__Alıntılanan Metin__
Hayır. Şöyle bir şey oldu, o ilginçti: Zamanın Devlet Tiyatroları genel müdürü dedi ki; “Biz sizi beğeniyoruz, uzaktan izliyoruz”… Ben konservatuarda değilim ama Devlet Tiyatroları genel müdürünün konservatuardan yetişmemiş bir oyuncuya “Gel seni bizim tiyatroya alalım” falan demesi olmayacak bir şeydi. “Çok memnun olurum” dedim. “Bu yıl bir tekst buldum, Bir Delinin Hatıra Defteri diye. Onun üzerine çalışıyorum” dedim. Bu 65 yılında oluyor, Ankara’da. “Onu sizde oynayabilirim, geleyim” dedim. Dedi ki, “Siz bize gelirsiniz, ne oynayacağınıza biz karar veririz.” İşte orada benim için ödenekli tiyatro bitti. O yüzden hiçbir zaman –ne Şehir Tiyatrosu ne de Devlet Tiyatrosu- düşünmedim.

__Derlenen Malzeme__
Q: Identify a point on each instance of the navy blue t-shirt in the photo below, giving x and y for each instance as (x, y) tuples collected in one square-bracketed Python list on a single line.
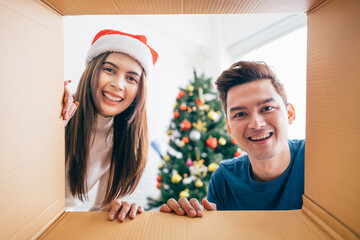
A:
[(232, 188)]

__Görev Tanımı__
Aşağıdaki ifadelerin alıntılanan metinle uyuşup uyuşmadığını belirtin. Her biri için evet ya da hayır deyin ve karara dayanak olan sözleri metinden aynen aktarın.
1. Konuşmacı konservatuardan yetişmiş bir oyuncudur.
2. Anlatılan olay 65 yılında Ankara'da geçmiştir.
3. Genel müdür, konuşmacının Bir Delinin Hatıra Defteri'ni kendi tiyatrolarında oynamasını kabul etmiştir.

__Eksiksiz Yanıt__
1. Hayır: "Ben konservatuarda değilim"
2. Evet: "Bu 65 yılında oluyor, Ankara’da."
3. Hayır: "Siz bize gelirsiniz, ne oynayacağınıza biz karar veririz."